The records that follow must be reproduced in full, with every picture excluded.

Top of RECORDED DATA

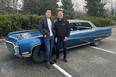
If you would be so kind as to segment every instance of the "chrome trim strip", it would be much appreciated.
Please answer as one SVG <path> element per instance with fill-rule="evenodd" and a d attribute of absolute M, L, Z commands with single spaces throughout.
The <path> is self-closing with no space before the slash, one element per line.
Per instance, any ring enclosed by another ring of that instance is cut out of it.
<path fill-rule="evenodd" d="M 76 47 L 87 45 L 87 44 L 90 44 L 90 43 L 84 43 L 84 44 L 80 44 L 80 45 L 75 45 L 75 46 L 67 47 L 67 49 L 72 49 L 72 48 L 76 48 Z M 63 49 L 60 49 L 60 51 L 62 51 L 62 50 Z"/>
<path fill-rule="evenodd" d="M 13 39 L 16 39 L 17 41 L 18 41 L 18 38 L 16 38 L 16 37 L 13 37 L 13 36 L 9 36 L 10 38 L 13 38 Z"/>
<path fill-rule="evenodd" d="M 71 49 L 71 48 L 75 48 L 75 47 L 83 46 L 83 45 L 87 45 L 87 44 L 90 44 L 90 43 L 84 43 L 84 44 L 80 44 L 80 45 L 71 46 L 71 47 L 68 47 L 67 49 Z"/>
<path fill-rule="evenodd" d="M 5 41 L 5 42 L 13 44 L 13 46 L 16 46 L 13 42 L 10 42 L 10 41 Z"/>
<path fill-rule="evenodd" d="M 96 41 L 96 40 L 102 40 L 102 38 L 96 38 L 96 39 L 94 39 L 94 41 Z"/>
<path fill-rule="evenodd" d="M 71 31 L 70 34 L 85 33 L 85 32 L 90 32 L 90 31 L 95 31 L 95 28 L 87 29 L 87 30 L 76 30 L 76 31 Z"/>

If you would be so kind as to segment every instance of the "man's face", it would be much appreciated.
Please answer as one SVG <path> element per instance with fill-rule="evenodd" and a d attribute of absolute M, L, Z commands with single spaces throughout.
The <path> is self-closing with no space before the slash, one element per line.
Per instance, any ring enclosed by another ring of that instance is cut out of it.
<path fill-rule="evenodd" d="M 57 16 L 58 16 L 59 19 L 62 19 L 64 17 L 64 14 L 63 14 L 62 11 L 59 11 Z"/>
<path fill-rule="evenodd" d="M 47 18 L 50 18 L 51 17 L 51 10 L 47 10 L 45 15 Z"/>

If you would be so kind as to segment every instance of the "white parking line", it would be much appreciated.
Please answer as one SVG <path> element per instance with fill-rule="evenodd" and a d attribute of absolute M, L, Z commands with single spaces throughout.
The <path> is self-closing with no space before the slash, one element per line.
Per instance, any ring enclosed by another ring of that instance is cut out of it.
<path fill-rule="evenodd" d="M 115 54 L 115 55 L 116 55 L 116 53 L 113 52 L 113 51 L 109 51 L 109 50 L 102 49 L 102 48 L 98 48 L 98 47 L 94 47 L 94 46 L 89 46 L 89 47 L 94 48 L 94 49 L 98 49 L 98 50 L 101 50 L 101 51 L 104 51 L 104 52 L 108 52 L 108 53 L 111 53 L 111 54 Z"/>
<path fill-rule="evenodd" d="M 63 73 L 66 77 L 73 77 L 71 76 L 68 72 L 66 72 L 64 69 L 62 69 L 61 67 L 59 67 L 57 64 L 53 64 L 53 66 L 58 69 L 61 73 Z"/>

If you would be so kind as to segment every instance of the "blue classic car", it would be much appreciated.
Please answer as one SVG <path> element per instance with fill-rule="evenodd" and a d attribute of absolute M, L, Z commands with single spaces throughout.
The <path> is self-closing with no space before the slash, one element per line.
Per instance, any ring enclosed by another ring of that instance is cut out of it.
<path fill-rule="evenodd" d="M 111 36 L 110 27 L 96 27 L 90 21 L 69 20 L 71 33 L 67 41 L 69 48 L 86 44 L 99 45 L 100 41 Z M 6 37 L 6 47 L 18 57 L 32 57 L 35 62 L 44 61 L 43 36 L 39 30 L 11 32 Z M 55 51 L 56 46 L 54 44 Z"/>

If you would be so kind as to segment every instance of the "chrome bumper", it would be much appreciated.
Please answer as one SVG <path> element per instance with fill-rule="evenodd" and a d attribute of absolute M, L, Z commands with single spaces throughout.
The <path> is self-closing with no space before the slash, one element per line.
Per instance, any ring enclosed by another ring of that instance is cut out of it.
<path fill-rule="evenodd" d="M 20 53 L 19 53 L 19 46 L 15 45 L 14 43 L 10 42 L 10 41 L 5 41 L 6 43 L 6 48 L 13 52 L 14 55 L 16 55 L 17 57 L 21 57 Z"/>

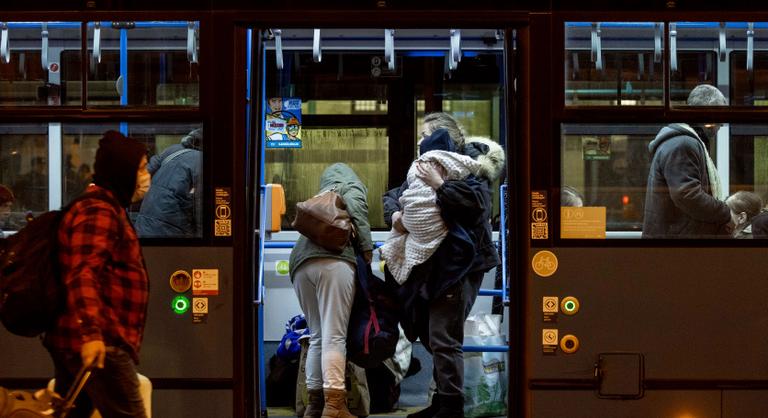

Bottom of RECORDED DATA

● **COMPLETED TASK**:
If you would be so kind as to segment every instance of the "chrome trim strip", it would be much appreciated.
Please answer as one SVG <path> element per instance with fill-rule="evenodd" and a d attribute of absolute M, L, Z commands with single spaces throughout.
The <path> is self-closing with no space before the slash, one element per line.
Per instance, any ring enclosed by another ring of that instance is cut out of it.
<path fill-rule="evenodd" d="M 76 47 L 87 45 L 87 44 L 90 44 L 90 43 L 84 43 L 84 44 L 80 44 L 80 45 L 75 45 L 75 46 L 67 47 L 67 49 L 72 49 L 72 48 L 76 48 Z M 63 49 L 60 49 L 60 51 L 62 51 L 62 50 Z"/>
<path fill-rule="evenodd" d="M 13 39 L 16 39 L 17 41 L 18 41 L 18 38 L 16 38 L 16 37 L 13 37 L 13 36 L 9 36 L 10 38 L 13 38 Z"/>
<path fill-rule="evenodd" d="M 71 49 L 71 48 L 75 48 L 75 47 L 83 46 L 83 45 L 87 45 L 87 44 L 90 44 L 90 43 L 84 43 L 84 44 L 80 44 L 80 45 L 71 46 L 71 47 L 68 47 L 67 49 Z"/>
<path fill-rule="evenodd" d="M 5 41 L 5 42 L 13 44 L 13 46 L 16 46 L 13 42 L 10 42 L 10 41 Z"/>
<path fill-rule="evenodd" d="M 96 41 L 96 40 L 102 40 L 102 38 L 96 38 L 96 39 L 94 39 L 94 41 Z"/>
<path fill-rule="evenodd" d="M 71 31 L 70 34 L 85 33 L 85 32 L 90 32 L 90 31 L 95 31 L 95 28 L 87 29 L 87 30 L 76 30 L 76 31 Z"/>

If you would be so kind as to segment every instance of the "man's face", it would be much appreciated.
Please answer as one SVG <path> element per instance with fill-rule="evenodd" and a d attribute of absolute M, L, Z commands with single spaces throughout.
The <path> is self-closing with no space before the slash, one element per line.
Per instance, any ring enclosed by another ring of that instance is cut out of it.
<path fill-rule="evenodd" d="M 57 16 L 58 16 L 59 19 L 62 19 L 64 17 L 64 14 L 63 14 L 62 11 L 59 11 Z"/>
<path fill-rule="evenodd" d="M 47 18 L 50 18 L 51 17 L 51 10 L 47 10 L 45 15 Z"/>

If you would be so kind as to segment every instance of the "white parking line", it would be much appreciated.
Please answer as one SVG <path> element per instance with fill-rule="evenodd" and a d attribute of absolute M, L, Z commands with single spaces throughout.
The <path> is self-closing with no space before the slash, one element per line.
Per instance, any ring enclosed by another ring of that instance is cut out of it.
<path fill-rule="evenodd" d="M 115 54 L 115 55 L 116 55 L 116 53 L 113 52 L 113 51 L 109 51 L 109 50 L 102 49 L 102 48 L 98 48 L 98 47 L 94 47 L 94 46 L 89 46 L 89 47 L 94 48 L 94 49 L 98 49 L 98 50 L 101 50 L 101 51 L 104 51 L 104 52 L 108 52 L 108 53 L 111 53 L 111 54 Z"/>
<path fill-rule="evenodd" d="M 63 73 L 66 77 L 73 77 L 71 76 L 68 72 L 66 72 L 64 69 L 62 69 L 61 67 L 59 67 L 57 64 L 53 64 L 53 66 L 58 69 L 61 73 Z"/>

If you would be so kind as to segment every instance of the "blue classic car", it would be much appreciated.
Please answer as one SVG <path> element per instance with fill-rule="evenodd" and a d attribute of absolute M, L, Z commands with single spaces throughout.
The <path> is self-closing with no space before the slash, one element per line.
Per instance, any ring enclosed by another ring of that instance is cut out of it.
<path fill-rule="evenodd" d="M 111 36 L 110 27 L 96 27 L 90 21 L 69 20 L 71 33 L 67 41 L 69 48 L 86 44 L 99 45 L 100 41 Z M 6 37 L 6 47 L 18 57 L 32 57 L 35 62 L 44 61 L 43 36 L 39 30 L 11 32 Z M 55 51 L 56 46 L 54 44 Z"/>

If you would be so kind as to segment every instance of the "chrome bumper", it would be much appreciated.
Please answer as one SVG <path> element per instance with fill-rule="evenodd" and a d attribute of absolute M, L, Z commands with single spaces throughout.
The <path> is self-closing with no space before the slash, one element per line.
Per instance, any ring enclosed by another ring of that instance is cut out of it.
<path fill-rule="evenodd" d="M 20 53 L 19 53 L 19 46 L 15 45 L 14 43 L 10 42 L 10 41 L 5 41 L 6 43 L 6 48 L 13 52 L 14 55 L 16 55 L 17 57 L 21 57 Z"/>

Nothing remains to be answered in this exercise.